-------- Exercise data
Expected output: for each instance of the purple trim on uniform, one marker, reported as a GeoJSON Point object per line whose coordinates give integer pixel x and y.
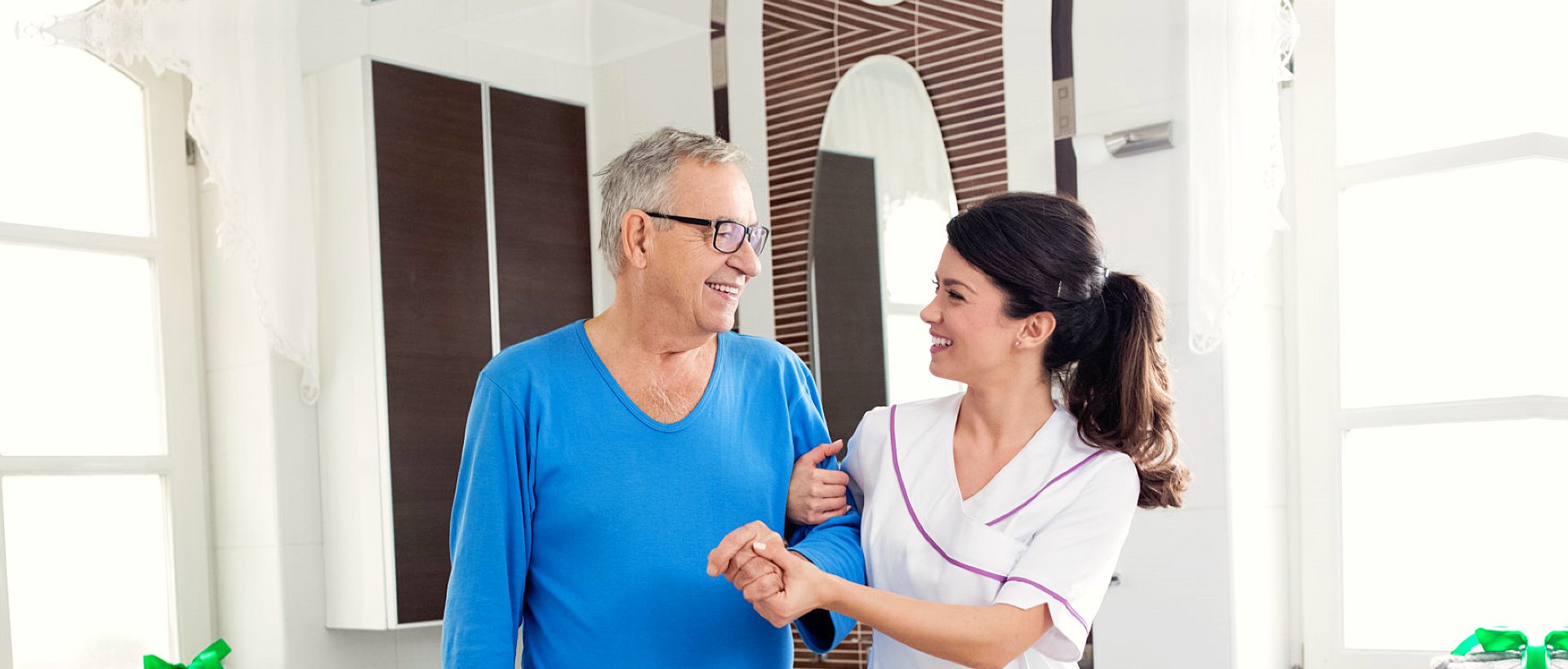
{"type": "Point", "coordinates": [1043, 489]}
{"type": "Point", "coordinates": [893, 439]}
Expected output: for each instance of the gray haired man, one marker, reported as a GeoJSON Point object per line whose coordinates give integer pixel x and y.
{"type": "Point", "coordinates": [604, 459]}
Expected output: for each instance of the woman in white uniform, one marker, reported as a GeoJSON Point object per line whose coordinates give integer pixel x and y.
{"type": "Point", "coordinates": [991, 519]}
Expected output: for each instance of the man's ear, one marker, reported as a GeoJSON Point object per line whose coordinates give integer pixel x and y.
{"type": "Point", "coordinates": [635, 237]}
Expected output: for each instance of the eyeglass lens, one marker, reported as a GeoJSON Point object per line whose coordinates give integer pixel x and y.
{"type": "Point", "coordinates": [729, 235]}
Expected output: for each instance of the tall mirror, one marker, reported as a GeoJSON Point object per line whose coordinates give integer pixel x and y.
{"type": "Point", "coordinates": [882, 198]}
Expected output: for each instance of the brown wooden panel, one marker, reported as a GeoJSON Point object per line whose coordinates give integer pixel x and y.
{"type": "Point", "coordinates": [845, 292]}
{"type": "Point", "coordinates": [543, 249]}
{"type": "Point", "coordinates": [434, 295]}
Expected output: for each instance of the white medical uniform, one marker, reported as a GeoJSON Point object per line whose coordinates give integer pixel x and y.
{"type": "Point", "coordinates": [1046, 530]}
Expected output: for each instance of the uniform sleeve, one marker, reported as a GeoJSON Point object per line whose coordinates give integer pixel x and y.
{"type": "Point", "coordinates": [1070, 561]}
{"type": "Point", "coordinates": [491, 536]}
{"type": "Point", "coordinates": [835, 546]}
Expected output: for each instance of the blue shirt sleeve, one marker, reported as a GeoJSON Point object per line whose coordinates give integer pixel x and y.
{"type": "Point", "coordinates": [491, 536]}
{"type": "Point", "coordinates": [833, 546]}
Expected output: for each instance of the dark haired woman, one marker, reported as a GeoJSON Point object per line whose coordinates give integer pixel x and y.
{"type": "Point", "coordinates": [991, 519]}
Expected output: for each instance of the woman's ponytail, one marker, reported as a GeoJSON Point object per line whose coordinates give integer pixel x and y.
{"type": "Point", "coordinates": [1120, 390]}
{"type": "Point", "coordinates": [1106, 353]}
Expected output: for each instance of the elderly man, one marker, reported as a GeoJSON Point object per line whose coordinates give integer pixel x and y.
{"type": "Point", "coordinates": [606, 459]}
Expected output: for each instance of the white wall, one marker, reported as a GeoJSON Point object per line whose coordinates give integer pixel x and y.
{"type": "Point", "coordinates": [1205, 585]}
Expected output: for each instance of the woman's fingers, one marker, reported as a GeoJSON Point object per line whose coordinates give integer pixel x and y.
{"type": "Point", "coordinates": [763, 588]}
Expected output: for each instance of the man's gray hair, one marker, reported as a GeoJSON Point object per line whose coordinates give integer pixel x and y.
{"type": "Point", "coordinates": [640, 179]}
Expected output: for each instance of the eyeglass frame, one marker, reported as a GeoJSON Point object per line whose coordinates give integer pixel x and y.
{"type": "Point", "coordinates": [720, 221]}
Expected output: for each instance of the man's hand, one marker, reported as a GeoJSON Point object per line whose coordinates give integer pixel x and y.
{"type": "Point", "coordinates": [737, 560]}
{"type": "Point", "coordinates": [804, 586]}
{"type": "Point", "coordinates": [817, 494]}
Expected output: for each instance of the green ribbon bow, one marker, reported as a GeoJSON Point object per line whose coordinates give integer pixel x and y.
{"type": "Point", "coordinates": [1501, 638]}
{"type": "Point", "coordinates": [211, 658]}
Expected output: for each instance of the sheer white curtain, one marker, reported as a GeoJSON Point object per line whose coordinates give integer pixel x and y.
{"type": "Point", "coordinates": [1236, 58]}
{"type": "Point", "coordinates": [248, 118]}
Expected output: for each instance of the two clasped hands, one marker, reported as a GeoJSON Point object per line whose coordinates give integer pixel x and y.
{"type": "Point", "coordinates": [780, 583]}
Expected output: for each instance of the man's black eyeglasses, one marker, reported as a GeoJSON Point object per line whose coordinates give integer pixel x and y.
{"type": "Point", "coordinates": [728, 235]}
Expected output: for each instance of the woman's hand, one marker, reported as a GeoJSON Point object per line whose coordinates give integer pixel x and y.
{"type": "Point", "coordinates": [804, 586]}
{"type": "Point", "coordinates": [817, 494]}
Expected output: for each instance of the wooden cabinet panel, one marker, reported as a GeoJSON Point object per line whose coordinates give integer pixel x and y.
{"type": "Point", "coordinates": [543, 249]}
{"type": "Point", "coordinates": [845, 290]}
{"type": "Point", "coordinates": [434, 300]}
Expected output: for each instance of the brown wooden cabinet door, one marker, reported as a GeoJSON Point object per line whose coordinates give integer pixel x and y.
{"type": "Point", "coordinates": [434, 295]}
{"type": "Point", "coordinates": [543, 249]}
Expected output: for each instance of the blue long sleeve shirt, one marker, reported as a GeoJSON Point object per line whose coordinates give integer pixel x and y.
{"type": "Point", "coordinates": [588, 524]}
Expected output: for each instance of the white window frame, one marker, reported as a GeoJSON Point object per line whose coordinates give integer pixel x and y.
{"type": "Point", "coordinates": [1322, 421]}
{"type": "Point", "coordinates": [172, 248]}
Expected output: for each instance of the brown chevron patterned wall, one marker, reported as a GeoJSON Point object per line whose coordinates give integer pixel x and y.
{"type": "Point", "coordinates": [808, 46]}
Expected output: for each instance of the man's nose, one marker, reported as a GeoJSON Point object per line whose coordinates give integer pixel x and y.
{"type": "Point", "coordinates": [745, 261]}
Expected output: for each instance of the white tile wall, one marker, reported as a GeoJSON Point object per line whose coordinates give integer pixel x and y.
{"type": "Point", "coordinates": [1169, 610]}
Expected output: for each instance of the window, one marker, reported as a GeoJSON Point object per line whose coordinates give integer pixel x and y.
{"type": "Point", "coordinates": [915, 234]}
{"type": "Point", "coordinates": [102, 503]}
{"type": "Point", "coordinates": [1433, 386]}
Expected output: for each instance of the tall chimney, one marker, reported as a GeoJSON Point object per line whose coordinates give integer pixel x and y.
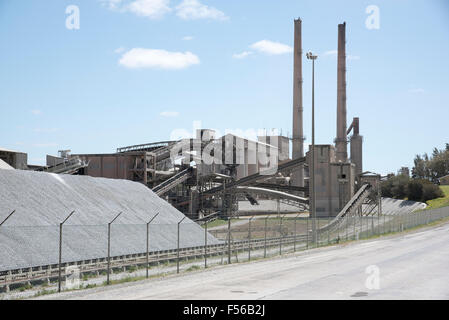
{"type": "Point", "coordinates": [298, 137]}
{"type": "Point", "coordinates": [340, 141]}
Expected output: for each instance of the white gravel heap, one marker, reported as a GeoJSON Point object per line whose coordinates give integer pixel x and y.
{"type": "Point", "coordinates": [30, 237]}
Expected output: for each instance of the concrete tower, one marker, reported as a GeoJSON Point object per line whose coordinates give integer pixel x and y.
{"type": "Point", "coordinates": [340, 141]}
{"type": "Point", "coordinates": [356, 146]}
{"type": "Point", "coordinates": [298, 137]}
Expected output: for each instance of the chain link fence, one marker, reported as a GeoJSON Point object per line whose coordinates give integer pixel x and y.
{"type": "Point", "coordinates": [73, 256]}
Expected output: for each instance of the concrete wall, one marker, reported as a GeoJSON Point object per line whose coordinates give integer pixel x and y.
{"type": "Point", "coordinates": [334, 182]}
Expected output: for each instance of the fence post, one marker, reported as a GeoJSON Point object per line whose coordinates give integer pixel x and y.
{"type": "Point", "coordinates": [249, 238]}
{"type": "Point", "coordinates": [229, 240]}
{"type": "Point", "coordinates": [294, 239]}
{"type": "Point", "coordinates": [280, 235]}
{"type": "Point", "coordinates": [148, 242]}
{"type": "Point", "coordinates": [205, 245]}
{"type": "Point", "coordinates": [177, 253]}
{"type": "Point", "coordinates": [60, 247]}
{"type": "Point", "coordinates": [307, 233]}
{"type": "Point", "coordinates": [265, 239]}
{"type": "Point", "coordinates": [109, 248]}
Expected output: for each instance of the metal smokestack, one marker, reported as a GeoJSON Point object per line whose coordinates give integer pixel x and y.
{"type": "Point", "coordinates": [298, 137]}
{"type": "Point", "coordinates": [341, 140]}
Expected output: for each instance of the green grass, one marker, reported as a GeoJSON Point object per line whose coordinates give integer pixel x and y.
{"type": "Point", "coordinates": [218, 222]}
{"type": "Point", "coordinates": [193, 268]}
{"type": "Point", "coordinates": [440, 202]}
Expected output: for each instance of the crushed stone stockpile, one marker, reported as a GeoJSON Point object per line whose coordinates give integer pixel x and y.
{"type": "Point", "coordinates": [30, 237]}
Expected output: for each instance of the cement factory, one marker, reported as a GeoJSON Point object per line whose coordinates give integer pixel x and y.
{"type": "Point", "coordinates": [186, 181]}
{"type": "Point", "coordinates": [237, 178]}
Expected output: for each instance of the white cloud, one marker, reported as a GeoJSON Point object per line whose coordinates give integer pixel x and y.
{"type": "Point", "coordinates": [417, 90]}
{"type": "Point", "coordinates": [45, 145]}
{"type": "Point", "coordinates": [160, 59]}
{"type": "Point", "coordinates": [169, 113]}
{"type": "Point", "coordinates": [330, 53]}
{"type": "Point", "coordinates": [152, 9]}
{"type": "Point", "coordinates": [351, 57]}
{"type": "Point", "coordinates": [193, 10]}
{"type": "Point", "coordinates": [111, 4]}
{"type": "Point", "coordinates": [334, 53]}
{"type": "Point", "coordinates": [119, 50]}
{"type": "Point", "coordinates": [242, 55]}
{"type": "Point", "coordinates": [271, 47]}
{"type": "Point", "coordinates": [45, 130]}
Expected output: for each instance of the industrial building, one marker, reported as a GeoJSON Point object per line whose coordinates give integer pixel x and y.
{"type": "Point", "coordinates": [207, 174]}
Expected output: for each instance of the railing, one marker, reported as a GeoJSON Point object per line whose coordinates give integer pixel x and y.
{"type": "Point", "coordinates": [234, 240]}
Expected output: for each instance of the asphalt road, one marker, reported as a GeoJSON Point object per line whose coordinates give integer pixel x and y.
{"type": "Point", "coordinates": [408, 266]}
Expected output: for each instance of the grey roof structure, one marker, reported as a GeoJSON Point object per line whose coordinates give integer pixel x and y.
{"type": "Point", "coordinates": [5, 166]}
{"type": "Point", "coordinates": [392, 206]}
{"type": "Point", "coordinates": [30, 237]}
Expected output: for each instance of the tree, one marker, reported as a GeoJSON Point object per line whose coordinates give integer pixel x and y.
{"type": "Point", "coordinates": [415, 190]}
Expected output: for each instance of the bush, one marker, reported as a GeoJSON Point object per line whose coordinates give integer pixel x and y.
{"type": "Point", "coordinates": [415, 190]}
{"type": "Point", "coordinates": [401, 187]}
{"type": "Point", "coordinates": [431, 191]}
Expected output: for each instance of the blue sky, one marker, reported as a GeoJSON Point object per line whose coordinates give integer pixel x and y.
{"type": "Point", "coordinates": [135, 70]}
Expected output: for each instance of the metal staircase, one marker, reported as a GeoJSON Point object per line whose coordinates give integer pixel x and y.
{"type": "Point", "coordinates": [172, 182]}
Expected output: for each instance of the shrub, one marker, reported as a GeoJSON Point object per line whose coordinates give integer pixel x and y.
{"type": "Point", "coordinates": [431, 191]}
{"type": "Point", "coordinates": [415, 190]}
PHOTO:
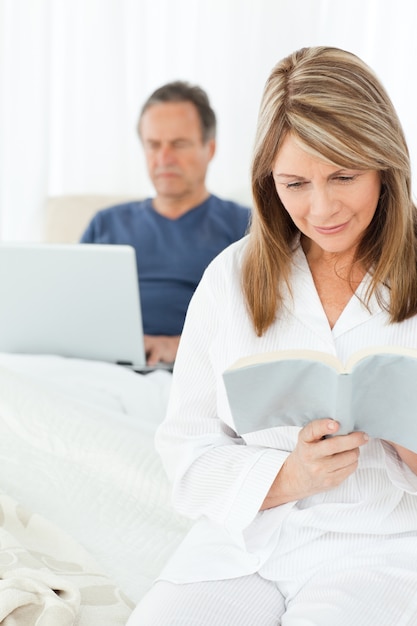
----------------
What is needed
Copy the final stretch of lines, starting at the one that holds "Expected output: for each instance of the bush, one" and ending at the last line of the data, exactly; omit pictures.

Expected answer
Expected output: for each instance of the bush, one marker, reported as a GeoJSON Point object per line whose coordinates give integer pixel x and y.
{"type": "Point", "coordinates": [415, 190]}
{"type": "Point", "coordinates": [401, 187]}
{"type": "Point", "coordinates": [431, 191]}
Expected output: for each instance of the blue sky, one marker, reported as a GeoJSON Point object per line whose coordinates give integer pixel x and y.
{"type": "Point", "coordinates": [135, 70]}
Expected output: for each instance of the metal staircase, one marker, reported as a GeoJSON Point object per line whose coordinates give integer pixel x and y.
{"type": "Point", "coordinates": [172, 182]}
Expected output: for each instance of the shrub, one marker, reported as a GeoJSON Point object per line whose coordinates give integer pixel x and y.
{"type": "Point", "coordinates": [431, 191]}
{"type": "Point", "coordinates": [415, 190]}
PHOTO:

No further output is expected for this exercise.